# Your instructions:
Write out the listing exactly, dropping any picture it contains.

**********

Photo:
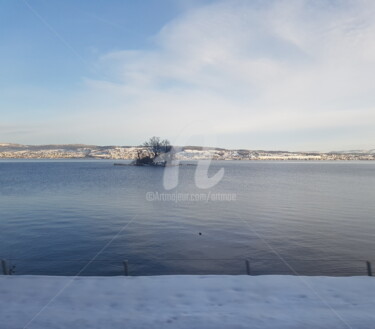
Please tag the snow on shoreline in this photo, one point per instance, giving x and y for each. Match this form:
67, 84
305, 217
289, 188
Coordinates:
187, 302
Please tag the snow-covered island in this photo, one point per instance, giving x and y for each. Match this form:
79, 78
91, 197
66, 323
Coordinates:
80, 151
187, 302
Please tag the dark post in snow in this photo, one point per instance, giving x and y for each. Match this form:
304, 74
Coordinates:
247, 267
126, 268
5, 267
369, 269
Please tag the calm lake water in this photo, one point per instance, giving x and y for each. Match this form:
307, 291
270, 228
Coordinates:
288, 217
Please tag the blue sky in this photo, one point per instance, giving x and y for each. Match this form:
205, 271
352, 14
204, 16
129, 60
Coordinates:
285, 74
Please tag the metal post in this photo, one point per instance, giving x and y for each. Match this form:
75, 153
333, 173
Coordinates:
5, 267
369, 269
247, 267
126, 267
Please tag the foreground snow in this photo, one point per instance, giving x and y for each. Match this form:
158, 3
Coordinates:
188, 302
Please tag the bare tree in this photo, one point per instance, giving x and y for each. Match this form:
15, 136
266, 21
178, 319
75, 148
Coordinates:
158, 152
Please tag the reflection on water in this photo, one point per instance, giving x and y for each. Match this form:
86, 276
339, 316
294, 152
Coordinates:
317, 216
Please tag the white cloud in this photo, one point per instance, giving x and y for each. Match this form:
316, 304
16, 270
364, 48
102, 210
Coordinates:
245, 67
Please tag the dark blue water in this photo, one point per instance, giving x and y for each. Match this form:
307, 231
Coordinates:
86, 217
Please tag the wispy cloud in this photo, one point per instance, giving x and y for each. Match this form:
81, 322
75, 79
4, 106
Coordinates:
246, 68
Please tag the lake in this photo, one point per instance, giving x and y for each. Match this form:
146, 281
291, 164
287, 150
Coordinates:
87, 217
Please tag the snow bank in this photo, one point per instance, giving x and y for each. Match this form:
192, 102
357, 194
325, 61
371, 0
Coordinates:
187, 302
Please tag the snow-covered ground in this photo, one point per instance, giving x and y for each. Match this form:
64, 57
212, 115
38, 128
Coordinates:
189, 302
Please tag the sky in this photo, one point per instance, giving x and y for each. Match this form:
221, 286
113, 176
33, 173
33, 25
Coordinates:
251, 74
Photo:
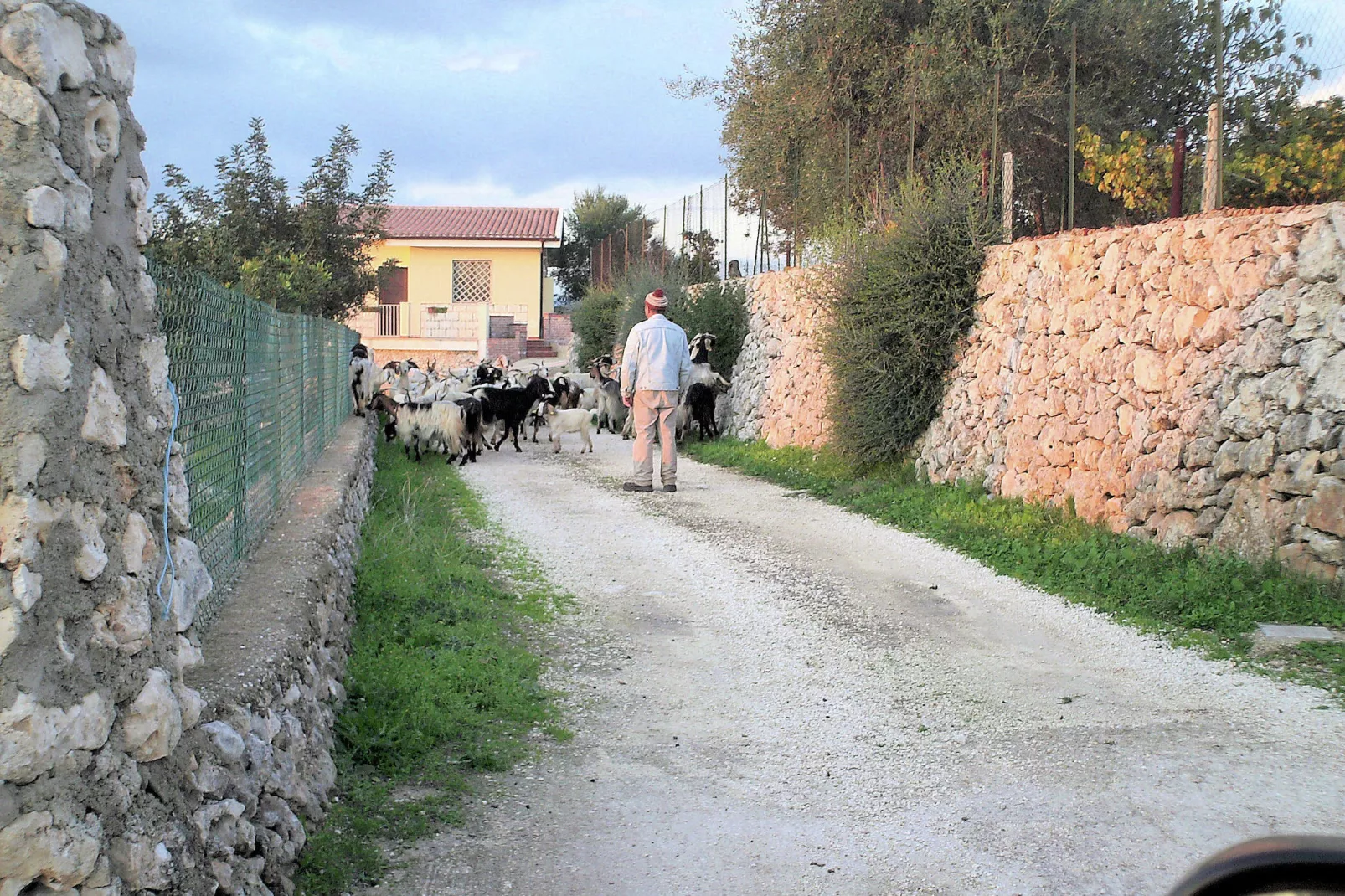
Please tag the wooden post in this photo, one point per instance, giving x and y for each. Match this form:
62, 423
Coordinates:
1174, 199
1212, 195
1074, 102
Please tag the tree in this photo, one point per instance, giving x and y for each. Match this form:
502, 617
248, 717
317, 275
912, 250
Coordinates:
901, 78
246, 232
1296, 159
595, 215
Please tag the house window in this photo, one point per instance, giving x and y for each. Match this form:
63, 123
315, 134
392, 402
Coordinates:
471, 281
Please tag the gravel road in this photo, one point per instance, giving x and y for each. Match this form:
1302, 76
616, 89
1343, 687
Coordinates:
774, 696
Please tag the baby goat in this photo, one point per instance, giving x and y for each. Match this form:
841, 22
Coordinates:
563, 421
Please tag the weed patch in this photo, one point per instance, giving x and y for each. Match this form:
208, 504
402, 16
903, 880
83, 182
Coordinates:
1205, 599
440, 680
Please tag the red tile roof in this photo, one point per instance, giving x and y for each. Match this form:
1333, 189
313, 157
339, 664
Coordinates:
470, 222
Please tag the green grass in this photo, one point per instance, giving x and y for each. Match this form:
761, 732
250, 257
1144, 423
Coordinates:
440, 680
1201, 598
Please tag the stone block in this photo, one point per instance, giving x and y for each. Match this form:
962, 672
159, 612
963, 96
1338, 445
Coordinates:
44, 208
48, 48
38, 363
106, 414
1325, 510
35, 738
38, 847
24, 104
152, 724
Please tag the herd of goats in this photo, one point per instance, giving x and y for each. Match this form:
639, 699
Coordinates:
461, 412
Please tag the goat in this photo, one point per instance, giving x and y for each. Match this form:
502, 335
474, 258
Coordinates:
486, 374
436, 425
566, 392
699, 404
472, 424
389, 406
362, 374
563, 421
701, 346
510, 406
610, 405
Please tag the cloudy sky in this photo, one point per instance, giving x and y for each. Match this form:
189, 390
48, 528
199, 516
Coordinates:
482, 101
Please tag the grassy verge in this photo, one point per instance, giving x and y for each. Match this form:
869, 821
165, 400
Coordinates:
1207, 599
440, 681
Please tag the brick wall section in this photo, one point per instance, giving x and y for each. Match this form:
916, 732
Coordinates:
1183, 381
559, 328
781, 385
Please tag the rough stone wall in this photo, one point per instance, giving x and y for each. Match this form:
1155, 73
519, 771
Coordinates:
1183, 381
108, 780
781, 384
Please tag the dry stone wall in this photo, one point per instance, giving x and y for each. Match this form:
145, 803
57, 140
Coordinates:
109, 782
781, 383
1183, 381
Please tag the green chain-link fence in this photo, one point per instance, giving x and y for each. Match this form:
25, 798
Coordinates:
261, 394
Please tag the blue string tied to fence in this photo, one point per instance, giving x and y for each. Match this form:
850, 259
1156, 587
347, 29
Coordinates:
168, 560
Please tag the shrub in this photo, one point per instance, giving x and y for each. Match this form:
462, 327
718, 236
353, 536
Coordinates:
905, 301
596, 319
606, 315
720, 308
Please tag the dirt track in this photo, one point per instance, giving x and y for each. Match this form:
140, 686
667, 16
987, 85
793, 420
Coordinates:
774, 696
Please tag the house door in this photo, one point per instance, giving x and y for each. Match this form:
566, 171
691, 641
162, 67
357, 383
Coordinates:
392, 295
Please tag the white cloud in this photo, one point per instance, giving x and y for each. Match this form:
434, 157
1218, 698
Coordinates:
503, 62
1331, 85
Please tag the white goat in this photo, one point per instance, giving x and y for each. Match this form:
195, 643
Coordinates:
563, 421
363, 377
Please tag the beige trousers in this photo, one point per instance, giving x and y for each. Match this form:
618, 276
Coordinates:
655, 409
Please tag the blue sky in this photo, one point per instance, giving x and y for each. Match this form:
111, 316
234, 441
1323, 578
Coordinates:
483, 101
486, 101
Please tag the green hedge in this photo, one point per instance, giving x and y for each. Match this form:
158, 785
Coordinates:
905, 301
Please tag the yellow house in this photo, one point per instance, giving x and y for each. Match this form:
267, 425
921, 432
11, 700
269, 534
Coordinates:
468, 283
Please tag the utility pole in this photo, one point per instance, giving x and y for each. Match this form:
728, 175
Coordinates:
994, 140
1074, 102
725, 226
1212, 197
911, 143
848, 171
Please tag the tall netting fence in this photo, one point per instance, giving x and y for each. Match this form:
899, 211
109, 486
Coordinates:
710, 230
261, 393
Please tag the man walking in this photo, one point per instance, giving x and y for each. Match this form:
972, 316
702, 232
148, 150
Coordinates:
655, 370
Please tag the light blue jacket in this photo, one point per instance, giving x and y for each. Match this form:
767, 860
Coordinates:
657, 358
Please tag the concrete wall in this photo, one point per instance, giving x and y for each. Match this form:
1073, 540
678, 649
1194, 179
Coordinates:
1183, 381
781, 384
109, 780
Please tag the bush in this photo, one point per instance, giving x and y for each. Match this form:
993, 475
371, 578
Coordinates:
905, 301
604, 317
596, 319
720, 308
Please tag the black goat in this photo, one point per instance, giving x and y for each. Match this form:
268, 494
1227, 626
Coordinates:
699, 399
703, 345
487, 374
472, 421
382, 401
568, 393
510, 406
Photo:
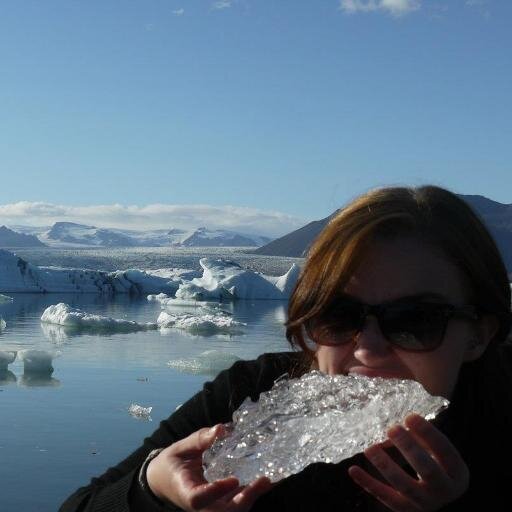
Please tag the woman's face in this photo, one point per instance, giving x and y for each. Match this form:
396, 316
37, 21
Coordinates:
392, 270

**********

# Exercise answer:
Photo:
Please tag the snow on shoreline in this photo, one point per instance, giving x and y for each. Match this form:
67, 84
305, 217
289, 188
Coordinates:
187, 302
Please tag the snow-covered island in this photo, one point per instance, giving x and y for each. Match this form:
79, 78
91, 197
66, 323
Coordinates:
80, 151
187, 302
Please tag the dark post in snow in this photo, one point per instance, giving x and y for each. Match this form:
304, 74
Coordinates:
247, 267
126, 268
5, 267
369, 269
Please tag the calm lake water in this photo, one point per instance, giving x and y for each. Match this form:
307, 291
270, 228
Coordinates:
288, 217
Please tag the blue sky in this photo, one point per instance, giving x and y for each. Match this form:
205, 271
352, 14
204, 16
129, 60
Coordinates:
285, 74
Please tag the metal post in this photo, one point per instance, giving x and y for each. Match this form:
75, 153
333, 173
Coordinates:
5, 267
369, 269
247, 267
126, 267
Please tag the foreground snow in this photo, one point per instance, giving x and y for each. Match this form:
158, 3
Coordinates:
188, 302
Please tag the bare tree in this photo, one point per instance, giving x and y for each. Match this form:
15, 136
266, 21
178, 319
75, 148
Coordinates:
158, 152
Please tag the reflection on water in this photo, one point per instance, giving x and y for each. Match this form:
86, 276
339, 316
294, 152
Coordinates:
317, 216
Please tag the white cloud in this photo, one point per instance, giving x and y for each. Match this form:
316, 304
16, 270
364, 48
102, 210
Coordinates:
245, 67
Please tag the dark blue water in this photo, one point per instance, giving x and y for each. Match this form:
307, 231
Coordinates:
86, 217
Please tag the wispy cloud in this photo, one point per instance, giving x and y for each. Match this form:
81, 322
75, 79
4, 106
Coordinates:
246, 68
Please tag the lake in this photo, one point per instance, giving x and y for each. Match this form:
146, 281
291, 164
287, 150
Coordinates:
87, 217
Please tag the snow bank in this photo, one point per instance, giving x and y for each. Match this form:
192, 102
357, 194
325, 61
371, 0
Coordinates:
187, 302
Please tag the snow-covered ground in this photo, one point per instance, giving x and y for each. Match this form:
64, 57
212, 115
38, 128
Coordinates:
189, 302
Please tag the sky in this photo, one point per instance, giving x and y for each. Match this form:
221, 286
113, 176
33, 173
33, 25
Coordinates:
251, 74
Photo:
Please tag the wooden post in this photo, one point per instance, giving x and y for each. Match this form:
62, 423
Coordinates:
1174, 199
1212, 195
1074, 102
Please tag the tree in this photo, one point per instance, giving x and y for each. Match this form:
502, 617
248, 717
317, 275
912, 250
Coordinates:
901, 78
246, 232
1296, 159
595, 215
Please tag the house window in this photo, one point per instance, giving x and y for each. Match this form:
63, 123
315, 134
392, 402
Coordinates:
471, 281
Please tag the gravel road in this photo, one point per instance, giving x and y for each. Match this form:
1302, 76
616, 89
1343, 687
Coordinates:
774, 696
Please tag the baby goat in this photo, one point per instance, giving x and y for each. Match this form:
841, 22
Coordinates:
563, 421
Please tag the weed patch in this photo, one point per instance, giving x and y for each. Match this form:
208, 504
402, 16
903, 880
83, 182
Coordinates:
1205, 599
440, 680
Please tag the red tile roof in this photo, one point per instance, giving x and y for each. Match this form:
1333, 189
313, 157
339, 664
Coordinates:
470, 222
Please tag the green grass in this photo, one point per instance, giving x and y for each. Match this form:
761, 732
250, 257
1144, 423
Coordinates:
440, 680
1201, 598
Please tag the stone block in this photo, one point per instance, giving x and y for each. Match this form:
962, 672
159, 612
963, 96
1338, 445
Coordinates:
44, 208
48, 48
38, 363
106, 414
1325, 510
35, 738
38, 847
24, 104
152, 724
Please tag the herd of goats in this photo, one point per instance, giving x and y for each. Match this form:
639, 699
Coordinates:
461, 412
Please tag the goat in this photo, one point per instance, giving x and y for each. Match this form:
502, 335
474, 258
Coordinates:
486, 374
436, 425
566, 392
699, 404
472, 424
389, 406
362, 374
563, 421
701, 346
510, 406
610, 405
Please tag the cloudy sky in this photo, one point per instance, giving x and y for each. Match this form:
189, 390
48, 528
199, 516
Coordinates:
482, 101
Please tag the grassy verge in this photo, one point per instance, giving x and y for each. Match this form:
869, 821
165, 400
Coordinates:
1207, 599
440, 681
Please tag the brick wall section in this photo, one point per instance, giving x and y for each. Match this form:
916, 732
Coordinates:
1183, 381
559, 328
781, 385
Please tag the rough stone wall in this photo, one point per instance, giving x and y for each. Match this form:
1155, 73
519, 771
Coordinates:
1183, 381
108, 780
781, 384
Please tag the dry stone wall in this photo, one point per instance, giving x and y for each. Match this form:
145, 803
57, 140
Coordinates:
109, 782
781, 383
1183, 381
Please tag the green chain-link fence in this photo, one point per instance, giving x and y for each. Match this form:
25, 798
Coordinates:
261, 394
Please tag the blue string tied to fence in this photo, one point per instance, giving x and y for each. Match this form:
850, 259
1156, 587
347, 29
Coordinates:
168, 560
Please tag the shrub in this photo, one point per instance, giving x and y for each. Match this form:
462, 327
718, 236
353, 536
Coordinates:
905, 301
596, 319
606, 315
720, 308
Please tag the dirt track in this photo, one point per instance, giving x and y for each. Match this form:
140, 686
667, 16
987, 85
793, 420
Coordinates:
774, 696
Please tag the house door in this photo, one point per instance, giving x and y for each. Match this form:
566, 171
691, 641
162, 67
357, 383
Coordinates:
392, 295
Please tag the white cloud in this photo, one point per instance, giving x and y for each. Match this form:
434, 157
1218, 698
Coordinates:
503, 62
1331, 85
Please tag the white goat in this photo, one point per instance, giving x and y for each. Match this form:
195, 643
Coordinates:
563, 421
363, 377
Please tag the beige trousers in this photo, one point per instance, giving x and y for each. Match this form:
618, 276
Coordinates:
655, 409
Please tag the blue sky in this photo, one point per instance, giving x and y for each. Match this form:
111, 316
234, 441
1323, 578
Coordinates:
483, 101
486, 101
Please tag the green hedge in this photo, one point per instance, giving x and y for each. Match this form:
158, 785
Coordinates:
905, 301
Please tag the yellow house in this photo, one point per instance, giving x and y for each. Match this form:
267, 425
921, 432
11, 700
269, 534
Coordinates:
468, 283
Please tag the utility pole in this photo, one point per instance, giving x and y for each. Match this form:
728, 175
Coordinates:
994, 140
1074, 102
725, 226
1212, 197
911, 143
848, 171
Please tag the tall netting fence in this photo, one point per instance, giving x and y for each. Match this form:
899, 211
109, 486
Coordinates:
710, 230
261, 393
Please tag the man walking in this photo, one point per instance, giving x and y for each. Match this form:
972, 316
702, 232
148, 150
Coordinates:
655, 370
Please tag the light blue jacket in this photo, one point per instance, giving x and y for each. Match this form:
767, 860
Coordinates:
657, 358
Please tag the concrete wall in this photo, one point per instance, giving x and y for each. Match this form:
1073, 540
678, 649
1194, 179
Coordinates:
1183, 381
781, 384
109, 780
Please tag the bush in this photo, one point per instance, giving x and y for each. Match this form:
993, 475
371, 578
Coordinates:
905, 301
604, 317
596, 319
720, 308
Please tag the black goat in this photo, one point per instance, giving x and y for each. Match this form:
268, 494
1227, 626
Coordinates:
699, 399
703, 345
487, 374
472, 421
382, 401
568, 393
510, 406
Photo:
Please tag the woman's face in this photo, one point per instance, giving x and y for each. Match this form:
396, 316
37, 21
Coordinates:
392, 270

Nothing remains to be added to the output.